### EXTRACT TO READ
Key Vital Signs Monitor Based on MIMO Radar

Key Vital Signs Monitor Based on MIMO Radar: A Revolutionary Approach to Contactless Health Monitoring

Paper Information:

• Title: Key Vital Signs Monitor Based on MIMO Radar
• DOI: 10.3390/s25134081
• Journal: Sensors
• Publication Date: June 30, 2025
• Authors: Michael Gottinger, Nicola Notari, Samuel Dutler, Samuel Kranz, Robin Vetsch, Tindaro Pittorino, Christoph Würsch, and Guido Piai
• Link: https://www.mdpi.com/1424-8220/25/13/4081

The Sleep Monitoring Challenge

Sleep apnea affects millions worldwide and is linked to serious health conditions including cardiovascular disease, cognitive impairment, stroke, and even sudden unexpected death. Traditional monitoring methods like polysomnography require multiple wired sensors attached to the body, creating an uncomfortable environment that can interfere with natural sleep patterns and require expensive manual evaluation by experts.

### DATASET CONTENT

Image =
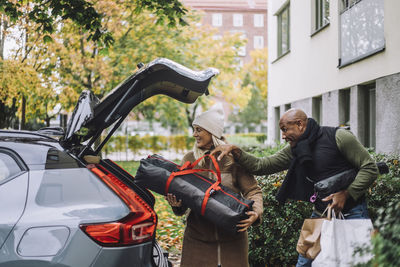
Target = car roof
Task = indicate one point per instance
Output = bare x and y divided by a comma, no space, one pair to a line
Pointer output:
33,148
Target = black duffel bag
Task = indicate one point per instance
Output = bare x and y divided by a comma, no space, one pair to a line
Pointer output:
204,196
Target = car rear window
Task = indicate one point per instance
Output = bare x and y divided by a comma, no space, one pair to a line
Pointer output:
57,159
8,167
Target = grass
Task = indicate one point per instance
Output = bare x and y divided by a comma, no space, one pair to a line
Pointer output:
170,227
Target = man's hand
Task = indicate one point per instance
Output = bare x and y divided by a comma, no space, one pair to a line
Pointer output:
226,149
172,200
338,200
244,224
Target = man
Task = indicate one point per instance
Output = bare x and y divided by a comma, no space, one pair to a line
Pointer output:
314,154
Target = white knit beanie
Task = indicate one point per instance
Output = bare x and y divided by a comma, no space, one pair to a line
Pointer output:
212,120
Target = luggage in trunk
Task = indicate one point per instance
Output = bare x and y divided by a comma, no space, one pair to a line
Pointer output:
202,195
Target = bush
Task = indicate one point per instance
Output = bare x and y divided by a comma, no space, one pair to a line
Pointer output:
177,143
386,242
273,243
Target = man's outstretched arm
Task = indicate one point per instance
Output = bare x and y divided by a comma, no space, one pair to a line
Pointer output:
256,165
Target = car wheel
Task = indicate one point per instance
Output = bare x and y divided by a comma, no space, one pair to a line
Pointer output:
160,256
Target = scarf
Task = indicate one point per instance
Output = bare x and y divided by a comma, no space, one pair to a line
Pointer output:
296,184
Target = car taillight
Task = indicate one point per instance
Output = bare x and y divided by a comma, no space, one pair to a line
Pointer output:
137,227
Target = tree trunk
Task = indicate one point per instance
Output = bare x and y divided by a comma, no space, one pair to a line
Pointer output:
23,111
3,27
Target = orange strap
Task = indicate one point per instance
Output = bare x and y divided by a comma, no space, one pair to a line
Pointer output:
187,168
214,187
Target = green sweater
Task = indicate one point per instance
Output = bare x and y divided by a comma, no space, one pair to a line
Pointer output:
347,144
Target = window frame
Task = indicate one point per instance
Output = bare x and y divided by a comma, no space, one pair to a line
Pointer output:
254,41
235,19
261,20
220,20
279,14
320,15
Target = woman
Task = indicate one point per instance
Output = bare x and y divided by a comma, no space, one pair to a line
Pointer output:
203,243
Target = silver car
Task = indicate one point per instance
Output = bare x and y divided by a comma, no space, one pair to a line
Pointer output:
61,205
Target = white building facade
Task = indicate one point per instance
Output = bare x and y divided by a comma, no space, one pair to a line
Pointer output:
339,61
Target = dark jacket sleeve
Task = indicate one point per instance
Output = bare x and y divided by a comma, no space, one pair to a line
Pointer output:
359,157
250,189
266,165
179,211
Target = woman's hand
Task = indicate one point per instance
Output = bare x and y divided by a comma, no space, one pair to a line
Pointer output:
227,149
172,200
244,224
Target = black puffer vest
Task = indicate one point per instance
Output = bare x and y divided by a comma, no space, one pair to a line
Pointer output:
328,161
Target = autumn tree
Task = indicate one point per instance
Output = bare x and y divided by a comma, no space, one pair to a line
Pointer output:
255,83
39,25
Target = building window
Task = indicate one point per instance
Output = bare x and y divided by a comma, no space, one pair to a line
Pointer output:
344,107
277,116
217,37
217,20
258,20
361,29
237,20
283,31
242,51
317,109
368,107
321,14
258,42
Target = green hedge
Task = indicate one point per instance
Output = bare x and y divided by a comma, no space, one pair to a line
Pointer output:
273,243
177,143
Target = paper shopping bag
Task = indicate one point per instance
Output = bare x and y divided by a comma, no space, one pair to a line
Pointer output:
340,239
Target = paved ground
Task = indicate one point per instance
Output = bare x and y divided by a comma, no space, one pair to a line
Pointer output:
175,259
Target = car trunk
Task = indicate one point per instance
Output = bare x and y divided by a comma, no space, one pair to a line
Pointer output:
91,117
161,76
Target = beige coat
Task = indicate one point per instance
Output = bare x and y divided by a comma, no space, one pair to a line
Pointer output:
205,245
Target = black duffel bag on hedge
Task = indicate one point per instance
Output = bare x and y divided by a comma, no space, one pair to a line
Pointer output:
202,195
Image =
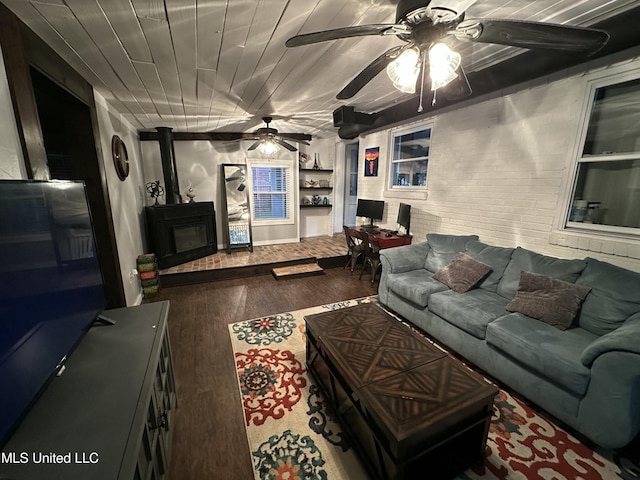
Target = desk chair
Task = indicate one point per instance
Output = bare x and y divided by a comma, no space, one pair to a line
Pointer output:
371,257
355,249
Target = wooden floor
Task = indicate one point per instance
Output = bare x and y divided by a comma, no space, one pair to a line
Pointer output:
209,440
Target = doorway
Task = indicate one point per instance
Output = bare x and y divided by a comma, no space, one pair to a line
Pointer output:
350,183
69,143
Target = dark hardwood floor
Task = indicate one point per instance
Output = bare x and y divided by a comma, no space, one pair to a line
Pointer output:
209,440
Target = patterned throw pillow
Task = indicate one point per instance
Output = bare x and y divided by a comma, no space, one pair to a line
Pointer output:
462,273
550,300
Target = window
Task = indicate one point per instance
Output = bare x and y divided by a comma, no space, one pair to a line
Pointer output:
410,158
271,187
606,190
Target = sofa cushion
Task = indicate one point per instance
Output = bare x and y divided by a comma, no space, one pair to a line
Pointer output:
496,257
526,260
614,297
550,352
548,299
470,311
462,273
415,286
443,249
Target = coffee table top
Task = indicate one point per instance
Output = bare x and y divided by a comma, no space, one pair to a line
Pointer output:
410,386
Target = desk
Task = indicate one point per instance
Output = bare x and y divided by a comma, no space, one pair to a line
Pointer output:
380,238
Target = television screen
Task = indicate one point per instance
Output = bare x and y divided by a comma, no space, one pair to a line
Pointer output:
372,209
404,216
51,287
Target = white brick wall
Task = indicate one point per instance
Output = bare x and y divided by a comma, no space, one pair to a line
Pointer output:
500,169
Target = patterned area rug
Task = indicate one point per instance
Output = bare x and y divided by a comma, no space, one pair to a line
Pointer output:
292,436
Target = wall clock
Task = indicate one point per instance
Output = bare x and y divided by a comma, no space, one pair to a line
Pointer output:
120,157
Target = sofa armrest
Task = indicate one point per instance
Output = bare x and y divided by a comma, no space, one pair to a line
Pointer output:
404,258
625,338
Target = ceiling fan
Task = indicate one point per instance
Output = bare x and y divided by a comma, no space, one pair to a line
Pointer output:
423,24
266,139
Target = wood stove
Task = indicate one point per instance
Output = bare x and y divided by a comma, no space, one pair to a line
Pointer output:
181,232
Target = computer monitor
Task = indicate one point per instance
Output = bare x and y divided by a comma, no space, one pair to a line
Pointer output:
404,216
371,209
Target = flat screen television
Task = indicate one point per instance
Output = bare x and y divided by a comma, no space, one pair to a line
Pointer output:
371,209
404,217
51,287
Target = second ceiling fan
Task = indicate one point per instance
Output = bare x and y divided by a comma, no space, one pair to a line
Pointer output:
423,24
266,139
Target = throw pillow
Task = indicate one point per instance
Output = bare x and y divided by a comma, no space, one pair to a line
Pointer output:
550,300
462,273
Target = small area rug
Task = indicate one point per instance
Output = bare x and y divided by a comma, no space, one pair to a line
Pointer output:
292,436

### YOUR OBJECTIVE
Resume the article on the MIMO radar vital signs monitor, starting right after its last sentence. The records are separate from the article on the MIMO radar vital signs monitor.

### ANSWER SECTION
A Game-Changing Solution

This research introduces a compact 8 cm × 8 cm MIMO radar positioned next to the bed at approximately 1 meter distance, capable of providing a 3D point cloud for position estimation, sleep pose detection, and body part distinction. This represents a significant advancement over traditional single-channel continuous wave (CW) radar systems.

Key Technical Innovations

MIMO Radar System Specifications

The researchers used a sophisticated Vayyar IMAGEVK-74 MIMO system with impressive specifications:

• 20 transmit (TX) and 20 receive (RX) channels
• 60 GHz operating frequency with 5.2 GHz RF bandwidth
• Stepped-frequency continuous wave (SFCW) modulation
• 20 Hz measurement repetition rate

Figure 1 | Overview of the main operations and functions with ToF camera data (yellow) and radar data (green).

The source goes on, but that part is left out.